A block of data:
===
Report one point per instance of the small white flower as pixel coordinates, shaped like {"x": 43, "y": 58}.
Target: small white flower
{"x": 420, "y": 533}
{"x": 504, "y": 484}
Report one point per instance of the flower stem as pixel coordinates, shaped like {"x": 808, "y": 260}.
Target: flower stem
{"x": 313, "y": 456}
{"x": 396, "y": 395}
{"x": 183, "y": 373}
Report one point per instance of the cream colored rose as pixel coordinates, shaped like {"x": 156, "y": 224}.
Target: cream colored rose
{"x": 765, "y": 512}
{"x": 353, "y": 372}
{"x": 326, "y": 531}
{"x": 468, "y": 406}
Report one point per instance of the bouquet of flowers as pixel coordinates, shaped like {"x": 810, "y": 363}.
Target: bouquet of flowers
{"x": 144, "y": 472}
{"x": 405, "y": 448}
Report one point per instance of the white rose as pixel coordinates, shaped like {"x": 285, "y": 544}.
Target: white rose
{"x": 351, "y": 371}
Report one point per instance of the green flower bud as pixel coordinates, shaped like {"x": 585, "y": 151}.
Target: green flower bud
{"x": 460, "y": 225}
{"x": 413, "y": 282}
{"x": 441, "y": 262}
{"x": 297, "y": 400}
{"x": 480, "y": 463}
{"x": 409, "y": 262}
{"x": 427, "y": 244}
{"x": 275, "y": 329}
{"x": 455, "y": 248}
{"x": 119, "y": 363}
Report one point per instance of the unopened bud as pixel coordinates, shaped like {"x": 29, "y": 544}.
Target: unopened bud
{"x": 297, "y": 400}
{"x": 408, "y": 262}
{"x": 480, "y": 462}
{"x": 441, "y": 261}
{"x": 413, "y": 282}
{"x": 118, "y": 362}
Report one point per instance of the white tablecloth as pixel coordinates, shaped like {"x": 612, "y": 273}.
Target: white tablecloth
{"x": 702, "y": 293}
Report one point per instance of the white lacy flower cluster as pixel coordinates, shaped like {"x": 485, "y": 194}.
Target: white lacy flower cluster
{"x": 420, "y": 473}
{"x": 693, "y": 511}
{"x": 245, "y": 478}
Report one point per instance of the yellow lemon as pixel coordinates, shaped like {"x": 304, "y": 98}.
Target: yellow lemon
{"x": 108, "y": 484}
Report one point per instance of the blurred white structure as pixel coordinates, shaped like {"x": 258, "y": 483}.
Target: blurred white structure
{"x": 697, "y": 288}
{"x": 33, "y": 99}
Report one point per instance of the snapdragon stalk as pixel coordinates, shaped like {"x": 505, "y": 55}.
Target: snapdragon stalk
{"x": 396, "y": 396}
===
__WORK TO COMPLETE__
Update the material above by replacing every occurrence of "pixel coordinates" with "image coordinates", leaving all other text unchanged.

__EXERCISE OUTPUT__
Report one point per instance of the small white flower as image coordinates, shaped like {"x": 43, "y": 58}.
Target: small white flower
{"x": 420, "y": 533}
{"x": 504, "y": 484}
Report one point per instance of the flower stem as image coordinates, shaped like {"x": 808, "y": 260}.
Target: flower stem
{"x": 313, "y": 456}
{"x": 396, "y": 395}
{"x": 183, "y": 373}
Report one point per instance of the cream colored rose as image coordinates, shaped like {"x": 156, "y": 224}.
Target: cream colored rose
{"x": 765, "y": 512}
{"x": 353, "y": 372}
{"x": 326, "y": 531}
{"x": 468, "y": 406}
Report one point per instance of the bouquet of flowers as image coordinates, shaped like {"x": 810, "y": 363}.
Target: bouquet of flowers
{"x": 144, "y": 472}
{"x": 405, "y": 448}
Report one point per instance of the white rose as image coordinates, shaped like {"x": 285, "y": 544}.
Target: white rose
{"x": 351, "y": 371}
Report one point per instance of the green flower bud as image coordinates, shaped like {"x": 585, "y": 151}.
Target: green flower bud
{"x": 460, "y": 225}
{"x": 413, "y": 282}
{"x": 441, "y": 262}
{"x": 297, "y": 400}
{"x": 480, "y": 463}
{"x": 409, "y": 262}
{"x": 427, "y": 244}
{"x": 275, "y": 329}
{"x": 455, "y": 248}
{"x": 119, "y": 363}
Report one point per instance of the unopened bud as image coordinates, shaped like {"x": 29, "y": 544}.
Target: unopened bud
{"x": 297, "y": 400}
{"x": 408, "y": 262}
{"x": 480, "y": 462}
{"x": 441, "y": 261}
{"x": 413, "y": 282}
{"x": 118, "y": 362}
Report one point per instance of the white tablecloth as image coordinates, shaped like {"x": 612, "y": 273}.
Target: white tablecloth
{"x": 702, "y": 293}
Report one point per instance of the white lacy flower cluster as image coordinates, shaped like {"x": 485, "y": 194}.
Target: white lacy flower cluster
{"x": 420, "y": 473}
{"x": 693, "y": 511}
{"x": 245, "y": 478}
Report one point per instance of the yellow lemon as image coordinates, shaped like {"x": 304, "y": 98}.
Target: yellow lemon
{"x": 108, "y": 484}
Report one point per instance of the blurred white structure as image coordinates, shaped like {"x": 258, "y": 483}.
Target: blurred white structure
{"x": 697, "y": 288}
{"x": 33, "y": 99}
Report one point per instance of the snapdragon stalk as image coordinates, shaped like {"x": 505, "y": 55}.
Target: snapdragon stalk
{"x": 396, "y": 396}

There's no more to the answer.